*Supplied passage:*
══════

I never once told you not to utter your opinion. It is not opinion that being an Airline Pilot is much harder than becoming an Uber driver. That is cold hard fact. So to try to compare the earnings of an Airline Pilot, whose starting Salary is actually less than some good Uber drivers in select markets, is just plain silly. There is absolutely no comparison.


----------



## Trunkcorpse (Oct 27, 2017)

Veal66 said:


> Airline pricing of their tickets is certainly not transparent. They fluctuate by a lot of money, day to day, even hour to hour. We don't get any sort of breakdown of their pricing and how it is calculated for the person booking the flight.
> 
> Many more people fly worldwide than use rideshare. Many more $$ are spent by the public on airfare vs. rideshare.
> 
> Perhaps a better use of your (ahem) talents outface would be to stop posting on this message board and spend your protest time on crafting and delivering your messages to the airlines about their opaque, unjust pricing practices. Potentially much greater return of justice for more of the public and more of the public's money.


I made a similar point to outface today as well. He ignored me. This is his calling.



outface said:


> I will not stop you uttering your opinions. You also don't bother discourage my speaking. On this forum, we can mutual respect or mutual ignore.


steveK2016 just annihilated every argument you put forth. And you refuse to acknowledge it. So, it's name calling time, or I'm willing to engage in actual fisticuffs. You name the parking lot and city. I'll fly there. A pilot will fly me there.


----------



## outface (Oct 15, 2017)

Is this a good argument by comparing airliners' upfront pricing with Uber's?! Do the airliners pay their pilots minimum wage?! Do the pilots need to provide their own airplanes?! Please compare things at an equal basis. You cannot compliant iPhone is so expensive than a MacBurger. Likewise, you cannot compare airliner's upfront pricing with Uber's.


----------



## Ant-Man (Nov 22, 2017)

══════

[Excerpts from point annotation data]
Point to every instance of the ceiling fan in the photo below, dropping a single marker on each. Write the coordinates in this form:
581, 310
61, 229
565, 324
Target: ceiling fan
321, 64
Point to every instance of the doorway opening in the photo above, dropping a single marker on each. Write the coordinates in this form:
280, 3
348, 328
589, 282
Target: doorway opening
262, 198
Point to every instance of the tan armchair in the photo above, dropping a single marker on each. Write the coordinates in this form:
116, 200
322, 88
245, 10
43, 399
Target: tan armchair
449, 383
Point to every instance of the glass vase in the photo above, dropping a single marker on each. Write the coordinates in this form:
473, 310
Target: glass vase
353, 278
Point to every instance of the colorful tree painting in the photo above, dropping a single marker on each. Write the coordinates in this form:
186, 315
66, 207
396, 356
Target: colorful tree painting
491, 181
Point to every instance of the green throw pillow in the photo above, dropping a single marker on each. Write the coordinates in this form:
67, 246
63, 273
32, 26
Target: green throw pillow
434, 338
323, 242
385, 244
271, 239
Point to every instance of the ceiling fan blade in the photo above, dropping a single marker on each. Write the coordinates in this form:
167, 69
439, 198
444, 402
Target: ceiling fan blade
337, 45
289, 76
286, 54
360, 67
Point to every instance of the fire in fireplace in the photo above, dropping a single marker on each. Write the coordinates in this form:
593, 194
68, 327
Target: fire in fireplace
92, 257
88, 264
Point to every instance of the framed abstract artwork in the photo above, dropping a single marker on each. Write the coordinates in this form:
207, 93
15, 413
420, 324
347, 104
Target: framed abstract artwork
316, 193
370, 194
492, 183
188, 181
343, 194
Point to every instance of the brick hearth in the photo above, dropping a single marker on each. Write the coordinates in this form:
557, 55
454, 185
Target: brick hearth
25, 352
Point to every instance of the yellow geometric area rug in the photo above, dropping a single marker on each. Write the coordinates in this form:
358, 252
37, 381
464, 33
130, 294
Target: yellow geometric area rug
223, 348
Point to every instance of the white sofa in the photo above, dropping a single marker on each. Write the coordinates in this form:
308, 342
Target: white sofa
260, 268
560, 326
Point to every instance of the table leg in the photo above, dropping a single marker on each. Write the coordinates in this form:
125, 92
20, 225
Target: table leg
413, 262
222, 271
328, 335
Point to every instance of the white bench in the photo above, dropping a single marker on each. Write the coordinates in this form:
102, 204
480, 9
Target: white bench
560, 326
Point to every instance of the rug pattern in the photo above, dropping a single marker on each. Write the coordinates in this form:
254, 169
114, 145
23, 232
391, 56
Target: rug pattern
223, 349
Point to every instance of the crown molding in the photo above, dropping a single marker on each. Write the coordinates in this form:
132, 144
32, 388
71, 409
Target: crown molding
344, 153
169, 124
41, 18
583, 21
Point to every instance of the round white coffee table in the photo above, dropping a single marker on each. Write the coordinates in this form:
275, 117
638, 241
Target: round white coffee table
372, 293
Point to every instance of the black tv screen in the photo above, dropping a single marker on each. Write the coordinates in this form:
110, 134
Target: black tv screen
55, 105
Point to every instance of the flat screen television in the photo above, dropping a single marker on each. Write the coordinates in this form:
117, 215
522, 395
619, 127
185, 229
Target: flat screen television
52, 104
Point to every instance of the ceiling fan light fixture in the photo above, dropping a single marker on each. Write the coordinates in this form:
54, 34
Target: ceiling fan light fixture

══════

*Exercise directions:* List every forum username that appears in the forum thread above, in order of first appearance.

*Solution for this problem:* Trunkcorpse, Veal66, outface, steveK2016, Ant-Man